=== Extracted information ===
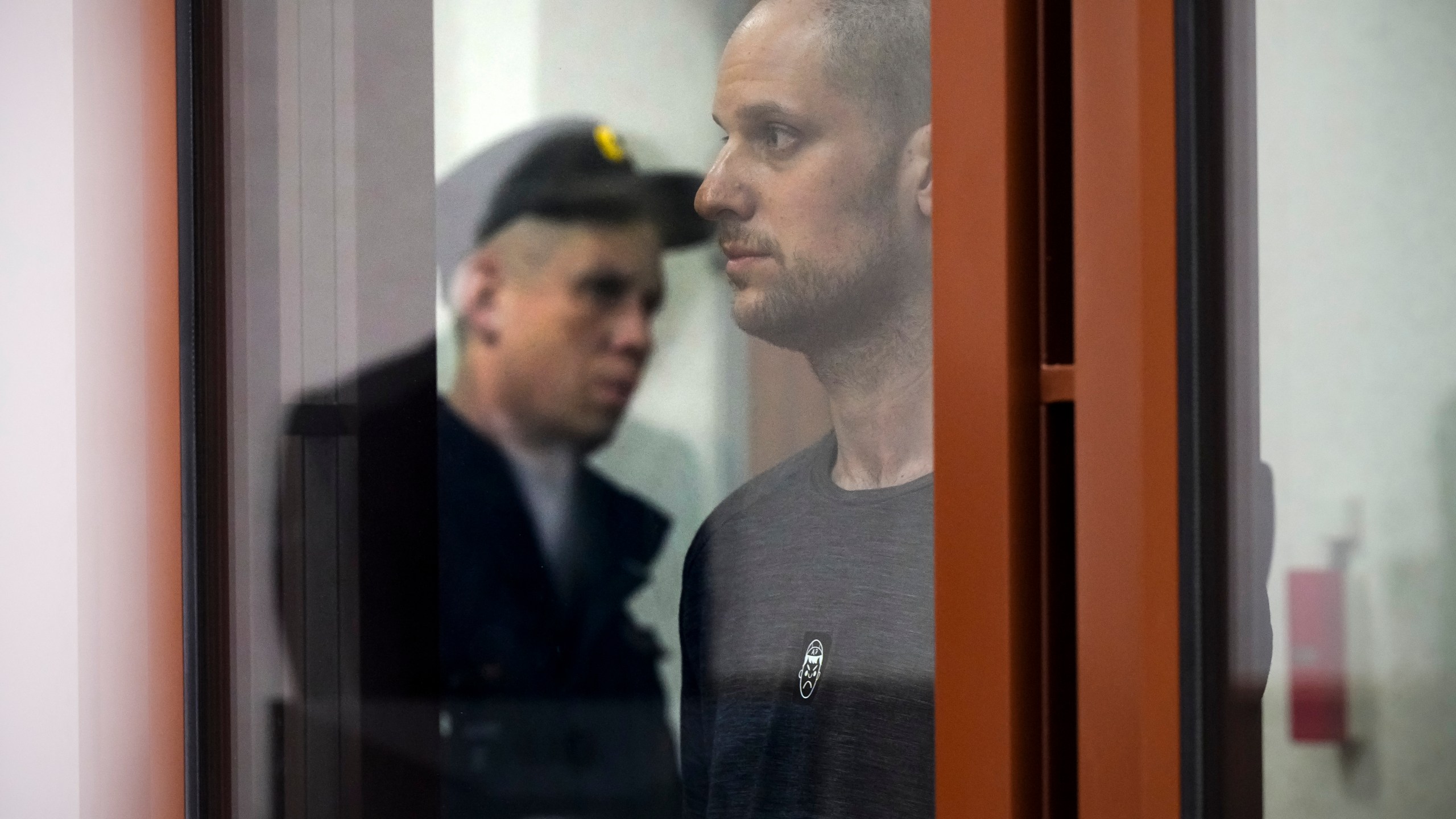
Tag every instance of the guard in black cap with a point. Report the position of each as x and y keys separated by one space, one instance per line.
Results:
x=498 y=669
x=551 y=690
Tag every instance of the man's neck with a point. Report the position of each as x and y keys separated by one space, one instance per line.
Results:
x=882 y=407
x=478 y=401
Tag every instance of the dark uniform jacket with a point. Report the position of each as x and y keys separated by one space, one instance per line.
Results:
x=479 y=690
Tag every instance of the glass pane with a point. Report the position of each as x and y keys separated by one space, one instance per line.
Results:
x=1353 y=408
x=580 y=408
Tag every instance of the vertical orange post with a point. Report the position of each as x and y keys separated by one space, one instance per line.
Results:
x=1127 y=408
x=986 y=408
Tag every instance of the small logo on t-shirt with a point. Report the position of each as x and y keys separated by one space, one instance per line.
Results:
x=812 y=669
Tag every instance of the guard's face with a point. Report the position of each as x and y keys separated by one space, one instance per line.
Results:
x=576 y=333
x=805 y=188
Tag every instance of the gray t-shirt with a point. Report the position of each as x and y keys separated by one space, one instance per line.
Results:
x=809 y=649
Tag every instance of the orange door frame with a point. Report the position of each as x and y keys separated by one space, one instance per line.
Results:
x=1124 y=213
x=986 y=408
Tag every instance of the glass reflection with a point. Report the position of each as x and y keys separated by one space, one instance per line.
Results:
x=1355 y=384
x=807 y=621
x=498 y=401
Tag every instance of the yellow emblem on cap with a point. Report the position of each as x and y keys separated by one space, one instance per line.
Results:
x=609 y=144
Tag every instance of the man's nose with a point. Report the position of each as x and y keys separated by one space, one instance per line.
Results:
x=632 y=334
x=723 y=193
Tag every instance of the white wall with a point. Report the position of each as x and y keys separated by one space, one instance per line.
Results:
x=1358 y=301
x=91 y=633
x=40 y=637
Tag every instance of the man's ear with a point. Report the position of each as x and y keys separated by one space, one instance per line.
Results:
x=477 y=293
x=919 y=155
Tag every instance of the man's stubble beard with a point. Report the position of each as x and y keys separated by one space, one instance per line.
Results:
x=871 y=308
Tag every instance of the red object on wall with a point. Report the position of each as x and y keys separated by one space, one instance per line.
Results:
x=1317 y=634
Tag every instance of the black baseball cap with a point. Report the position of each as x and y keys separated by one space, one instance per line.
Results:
x=568 y=171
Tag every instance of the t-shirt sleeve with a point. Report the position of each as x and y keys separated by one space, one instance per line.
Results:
x=696 y=707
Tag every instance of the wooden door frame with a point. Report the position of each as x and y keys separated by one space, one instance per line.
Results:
x=1127 y=406
x=986 y=408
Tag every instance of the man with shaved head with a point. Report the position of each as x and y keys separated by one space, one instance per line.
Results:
x=807 y=617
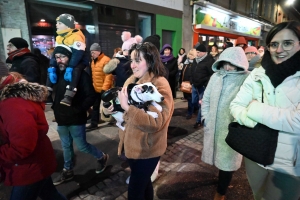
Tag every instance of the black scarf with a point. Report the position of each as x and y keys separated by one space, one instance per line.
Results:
x=278 y=73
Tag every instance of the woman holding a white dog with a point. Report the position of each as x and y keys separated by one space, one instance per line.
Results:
x=144 y=138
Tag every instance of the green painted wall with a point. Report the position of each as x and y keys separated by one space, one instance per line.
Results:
x=170 y=24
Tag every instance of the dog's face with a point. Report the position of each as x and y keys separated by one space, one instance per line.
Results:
x=146 y=92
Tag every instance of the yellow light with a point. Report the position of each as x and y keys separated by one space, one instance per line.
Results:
x=290 y=2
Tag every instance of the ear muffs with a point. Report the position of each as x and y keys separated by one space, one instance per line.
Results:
x=147 y=88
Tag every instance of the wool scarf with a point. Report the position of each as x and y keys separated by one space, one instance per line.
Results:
x=18 y=52
x=279 y=72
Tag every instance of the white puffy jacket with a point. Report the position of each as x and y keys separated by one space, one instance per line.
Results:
x=280 y=111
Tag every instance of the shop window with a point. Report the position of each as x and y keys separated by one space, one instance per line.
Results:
x=144 y=25
x=167 y=37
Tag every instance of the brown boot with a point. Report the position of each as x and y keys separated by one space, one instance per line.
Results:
x=219 y=197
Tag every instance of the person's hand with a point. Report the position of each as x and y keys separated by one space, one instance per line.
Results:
x=123 y=98
x=109 y=110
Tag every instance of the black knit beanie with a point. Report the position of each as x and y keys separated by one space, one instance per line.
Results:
x=201 y=48
x=63 y=49
x=19 y=43
x=67 y=20
x=154 y=39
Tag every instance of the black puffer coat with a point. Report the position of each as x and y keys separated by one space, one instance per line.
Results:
x=28 y=66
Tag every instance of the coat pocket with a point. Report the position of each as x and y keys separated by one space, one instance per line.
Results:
x=287 y=154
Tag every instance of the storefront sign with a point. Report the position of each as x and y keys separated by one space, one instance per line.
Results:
x=42 y=24
x=222 y=21
x=173 y=4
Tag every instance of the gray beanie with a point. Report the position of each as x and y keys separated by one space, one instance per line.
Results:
x=67 y=20
x=95 y=47
x=234 y=55
x=3 y=69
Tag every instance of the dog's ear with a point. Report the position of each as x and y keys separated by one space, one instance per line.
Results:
x=145 y=88
x=138 y=89
x=150 y=89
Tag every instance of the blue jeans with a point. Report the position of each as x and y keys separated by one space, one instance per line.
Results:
x=197 y=94
x=77 y=133
x=140 y=185
x=43 y=189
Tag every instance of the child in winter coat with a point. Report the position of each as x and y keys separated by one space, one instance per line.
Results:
x=73 y=38
x=230 y=73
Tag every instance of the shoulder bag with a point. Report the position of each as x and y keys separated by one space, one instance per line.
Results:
x=185 y=86
x=257 y=144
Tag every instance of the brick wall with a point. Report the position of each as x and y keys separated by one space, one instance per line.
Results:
x=13 y=15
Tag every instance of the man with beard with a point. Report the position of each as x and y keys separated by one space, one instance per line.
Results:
x=22 y=60
x=71 y=120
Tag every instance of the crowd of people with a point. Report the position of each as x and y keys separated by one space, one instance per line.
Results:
x=225 y=87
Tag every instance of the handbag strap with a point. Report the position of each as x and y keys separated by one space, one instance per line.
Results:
x=183 y=73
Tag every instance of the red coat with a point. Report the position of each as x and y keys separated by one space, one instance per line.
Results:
x=26 y=153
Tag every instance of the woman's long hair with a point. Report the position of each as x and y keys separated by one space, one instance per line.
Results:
x=152 y=57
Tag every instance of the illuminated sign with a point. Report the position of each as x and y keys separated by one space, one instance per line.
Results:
x=90 y=29
x=222 y=21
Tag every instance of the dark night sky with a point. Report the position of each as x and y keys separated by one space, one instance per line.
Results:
x=297 y=5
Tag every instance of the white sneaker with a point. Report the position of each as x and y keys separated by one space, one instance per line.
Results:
x=127 y=180
x=153 y=176
x=155 y=173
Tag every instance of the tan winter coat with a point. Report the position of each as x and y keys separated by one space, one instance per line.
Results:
x=101 y=81
x=146 y=137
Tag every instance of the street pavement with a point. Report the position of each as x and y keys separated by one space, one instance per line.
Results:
x=182 y=174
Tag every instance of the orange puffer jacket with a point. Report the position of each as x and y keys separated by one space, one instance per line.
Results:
x=101 y=81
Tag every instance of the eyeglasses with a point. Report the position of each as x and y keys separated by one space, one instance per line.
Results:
x=228 y=66
x=250 y=53
x=287 y=45
x=10 y=45
x=60 y=57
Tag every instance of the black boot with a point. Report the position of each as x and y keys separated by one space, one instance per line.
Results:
x=67 y=100
x=49 y=100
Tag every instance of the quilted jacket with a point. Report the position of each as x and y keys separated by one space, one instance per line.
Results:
x=101 y=81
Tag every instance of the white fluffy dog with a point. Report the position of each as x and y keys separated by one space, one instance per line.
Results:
x=141 y=96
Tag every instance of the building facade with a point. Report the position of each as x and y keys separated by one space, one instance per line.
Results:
x=175 y=21
x=101 y=21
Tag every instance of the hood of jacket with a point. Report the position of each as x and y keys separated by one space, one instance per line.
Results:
x=113 y=63
x=164 y=47
x=27 y=91
x=234 y=55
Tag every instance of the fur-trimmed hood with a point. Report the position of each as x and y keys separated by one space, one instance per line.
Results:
x=25 y=90
x=111 y=66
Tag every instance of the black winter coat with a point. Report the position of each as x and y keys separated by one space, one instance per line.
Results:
x=82 y=101
x=28 y=66
x=122 y=71
x=202 y=71
x=172 y=67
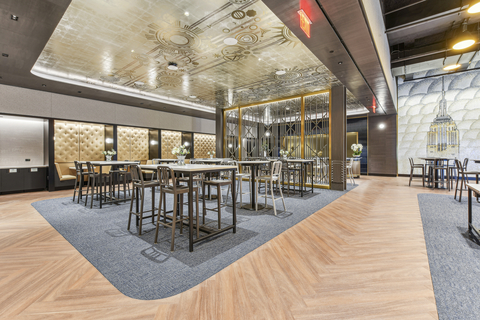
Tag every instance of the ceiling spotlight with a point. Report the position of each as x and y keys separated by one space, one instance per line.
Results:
x=464 y=39
x=230 y=41
x=475 y=8
x=172 y=66
x=452 y=67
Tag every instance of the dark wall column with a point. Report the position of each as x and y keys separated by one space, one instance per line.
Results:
x=219 y=133
x=382 y=145
x=51 y=154
x=338 y=137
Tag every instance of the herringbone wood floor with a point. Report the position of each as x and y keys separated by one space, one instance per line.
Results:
x=361 y=257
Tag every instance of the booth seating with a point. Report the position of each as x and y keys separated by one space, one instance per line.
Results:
x=63 y=171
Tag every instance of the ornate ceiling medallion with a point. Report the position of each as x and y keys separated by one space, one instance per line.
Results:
x=176 y=39
x=287 y=36
x=169 y=79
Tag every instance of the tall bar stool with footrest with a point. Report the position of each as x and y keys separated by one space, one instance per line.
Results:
x=276 y=169
x=95 y=180
x=79 y=180
x=164 y=173
x=414 y=166
x=140 y=186
x=219 y=182
x=463 y=177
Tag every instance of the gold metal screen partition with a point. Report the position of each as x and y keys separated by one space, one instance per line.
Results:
x=299 y=125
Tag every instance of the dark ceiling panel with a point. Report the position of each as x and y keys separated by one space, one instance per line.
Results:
x=360 y=69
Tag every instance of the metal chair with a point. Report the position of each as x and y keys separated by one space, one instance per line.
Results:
x=414 y=166
x=276 y=169
x=164 y=174
x=79 y=180
x=463 y=177
x=140 y=186
x=95 y=180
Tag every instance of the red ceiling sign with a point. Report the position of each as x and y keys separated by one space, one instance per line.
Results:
x=305 y=22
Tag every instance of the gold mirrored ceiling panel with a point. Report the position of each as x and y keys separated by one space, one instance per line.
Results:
x=226 y=52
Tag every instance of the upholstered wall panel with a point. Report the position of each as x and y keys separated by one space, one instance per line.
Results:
x=132 y=143
x=123 y=143
x=92 y=142
x=66 y=141
x=203 y=143
x=170 y=140
x=139 y=144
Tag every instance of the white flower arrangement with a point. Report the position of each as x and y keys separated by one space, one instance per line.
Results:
x=109 y=152
x=357 y=149
x=180 y=151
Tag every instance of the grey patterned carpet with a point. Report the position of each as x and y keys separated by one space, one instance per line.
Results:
x=453 y=257
x=142 y=270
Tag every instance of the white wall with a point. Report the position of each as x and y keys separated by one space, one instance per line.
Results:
x=21 y=101
x=20 y=139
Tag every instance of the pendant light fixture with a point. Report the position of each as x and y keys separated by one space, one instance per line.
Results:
x=465 y=39
x=474 y=8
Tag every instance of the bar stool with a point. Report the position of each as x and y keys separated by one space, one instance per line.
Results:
x=239 y=177
x=96 y=180
x=414 y=166
x=274 y=176
x=79 y=178
x=219 y=183
x=462 y=176
x=140 y=186
x=164 y=173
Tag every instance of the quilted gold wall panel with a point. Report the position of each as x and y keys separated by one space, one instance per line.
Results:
x=132 y=143
x=66 y=141
x=203 y=143
x=92 y=142
x=123 y=143
x=78 y=141
x=170 y=140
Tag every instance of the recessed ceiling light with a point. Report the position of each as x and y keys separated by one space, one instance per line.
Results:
x=452 y=67
x=172 y=66
x=475 y=8
x=230 y=41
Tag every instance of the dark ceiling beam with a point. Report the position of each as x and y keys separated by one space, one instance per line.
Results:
x=425 y=10
x=335 y=51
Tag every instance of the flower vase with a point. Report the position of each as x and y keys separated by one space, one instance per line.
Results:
x=181 y=160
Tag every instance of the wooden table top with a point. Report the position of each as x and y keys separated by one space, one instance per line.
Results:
x=189 y=167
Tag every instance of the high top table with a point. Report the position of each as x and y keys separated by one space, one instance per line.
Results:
x=303 y=168
x=253 y=172
x=190 y=170
x=102 y=164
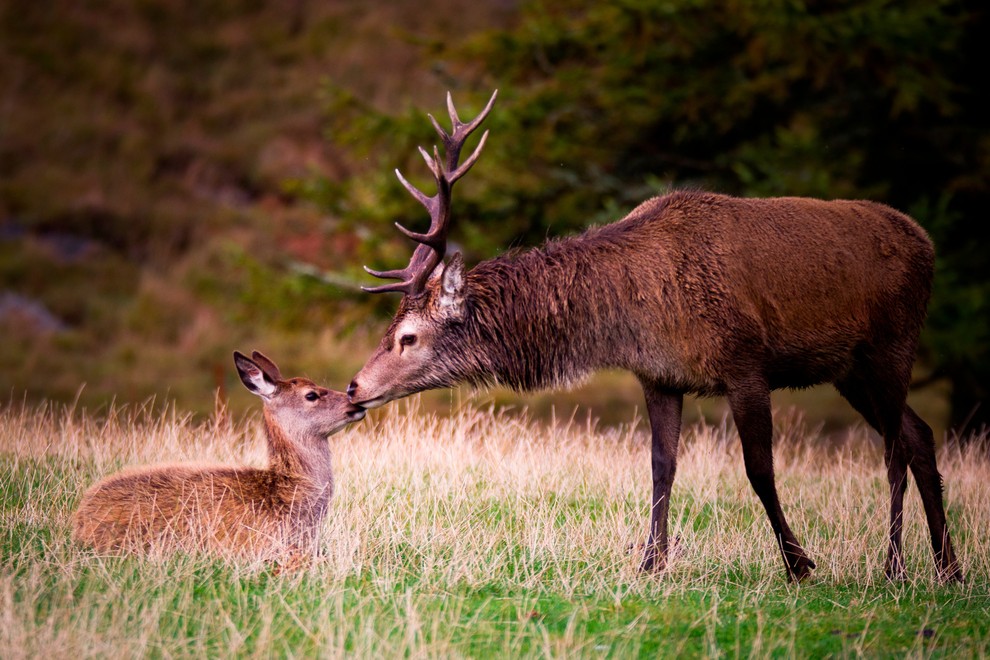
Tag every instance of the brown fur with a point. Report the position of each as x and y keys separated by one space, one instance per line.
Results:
x=225 y=509
x=697 y=293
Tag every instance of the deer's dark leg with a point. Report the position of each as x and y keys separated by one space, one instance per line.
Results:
x=664 y=408
x=750 y=405
x=919 y=445
x=878 y=406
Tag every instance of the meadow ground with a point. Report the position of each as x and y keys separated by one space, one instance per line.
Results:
x=491 y=535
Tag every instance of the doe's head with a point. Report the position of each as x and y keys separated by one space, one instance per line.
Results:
x=300 y=407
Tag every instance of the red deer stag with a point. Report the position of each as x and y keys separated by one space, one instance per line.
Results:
x=271 y=512
x=693 y=292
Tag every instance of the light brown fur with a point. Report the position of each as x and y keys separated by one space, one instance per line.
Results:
x=222 y=509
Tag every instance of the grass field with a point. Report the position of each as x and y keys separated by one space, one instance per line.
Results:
x=490 y=535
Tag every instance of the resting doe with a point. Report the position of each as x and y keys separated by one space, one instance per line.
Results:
x=229 y=509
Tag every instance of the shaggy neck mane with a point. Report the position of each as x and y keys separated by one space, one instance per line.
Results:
x=548 y=316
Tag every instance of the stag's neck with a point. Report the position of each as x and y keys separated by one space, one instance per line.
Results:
x=547 y=317
x=304 y=463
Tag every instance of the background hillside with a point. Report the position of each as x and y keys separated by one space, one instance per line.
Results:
x=179 y=179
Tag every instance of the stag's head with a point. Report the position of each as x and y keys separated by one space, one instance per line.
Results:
x=415 y=353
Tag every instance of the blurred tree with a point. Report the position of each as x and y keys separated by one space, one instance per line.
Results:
x=603 y=104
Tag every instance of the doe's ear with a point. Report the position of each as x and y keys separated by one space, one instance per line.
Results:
x=452 y=287
x=253 y=376
x=270 y=368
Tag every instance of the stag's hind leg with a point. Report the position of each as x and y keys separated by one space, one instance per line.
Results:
x=908 y=442
x=750 y=407
x=919 y=445
x=664 y=408
x=877 y=403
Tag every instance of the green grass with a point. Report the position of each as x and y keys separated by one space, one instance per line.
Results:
x=489 y=536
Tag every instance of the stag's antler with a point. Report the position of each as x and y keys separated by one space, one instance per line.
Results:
x=433 y=244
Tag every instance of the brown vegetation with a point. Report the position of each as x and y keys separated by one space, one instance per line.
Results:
x=227 y=509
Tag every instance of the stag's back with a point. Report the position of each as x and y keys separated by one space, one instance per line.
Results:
x=790 y=285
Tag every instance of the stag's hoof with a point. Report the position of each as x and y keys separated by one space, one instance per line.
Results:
x=893 y=569
x=655 y=559
x=952 y=574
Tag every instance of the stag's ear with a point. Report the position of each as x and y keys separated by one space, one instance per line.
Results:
x=452 y=287
x=253 y=377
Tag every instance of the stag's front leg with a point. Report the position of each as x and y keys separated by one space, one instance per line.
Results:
x=664 y=408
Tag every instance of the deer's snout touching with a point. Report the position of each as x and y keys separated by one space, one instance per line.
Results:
x=355 y=413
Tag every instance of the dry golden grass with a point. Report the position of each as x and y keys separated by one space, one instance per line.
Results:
x=488 y=533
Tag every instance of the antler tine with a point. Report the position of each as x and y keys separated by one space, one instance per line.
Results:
x=433 y=244
x=413 y=276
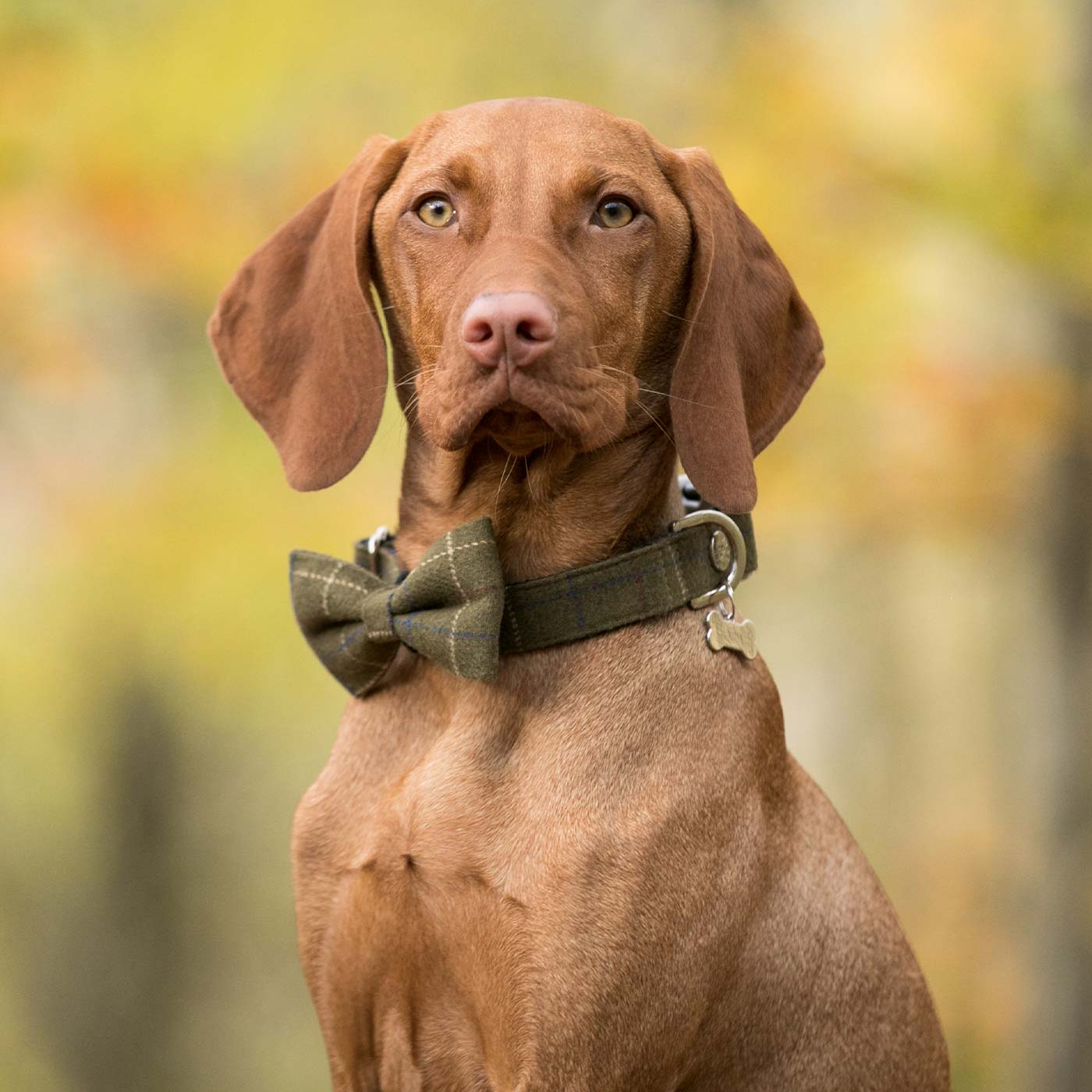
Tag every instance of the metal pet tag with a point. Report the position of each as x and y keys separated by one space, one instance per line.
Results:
x=722 y=633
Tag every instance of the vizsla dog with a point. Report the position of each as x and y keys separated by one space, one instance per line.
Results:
x=592 y=866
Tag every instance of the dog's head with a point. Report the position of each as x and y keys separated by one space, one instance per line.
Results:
x=548 y=273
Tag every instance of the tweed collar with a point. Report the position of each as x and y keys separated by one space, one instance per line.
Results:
x=455 y=608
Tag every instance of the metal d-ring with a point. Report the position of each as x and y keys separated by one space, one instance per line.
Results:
x=726 y=524
x=380 y=537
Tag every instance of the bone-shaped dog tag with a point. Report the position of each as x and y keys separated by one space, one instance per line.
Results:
x=723 y=633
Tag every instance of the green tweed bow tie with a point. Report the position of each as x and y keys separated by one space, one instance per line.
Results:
x=455 y=608
x=448 y=608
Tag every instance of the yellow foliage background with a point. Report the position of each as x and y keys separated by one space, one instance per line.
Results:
x=925 y=522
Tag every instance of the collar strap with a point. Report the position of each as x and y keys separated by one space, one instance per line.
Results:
x=686 y=567
x=455 y=608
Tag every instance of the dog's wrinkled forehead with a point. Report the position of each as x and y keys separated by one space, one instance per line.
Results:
x=513 y=149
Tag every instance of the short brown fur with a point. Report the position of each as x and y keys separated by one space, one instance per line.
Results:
x=603 y=870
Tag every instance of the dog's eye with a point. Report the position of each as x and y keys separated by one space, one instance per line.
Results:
x=436 y=212
x=614 y=212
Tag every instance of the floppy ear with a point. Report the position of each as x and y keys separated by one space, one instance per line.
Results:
x=296 y=332
x=750 y=346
===
*Problem to work on*: Report the number of lines in the records above that contain "woman", with no other text.

*Exercise output*: 2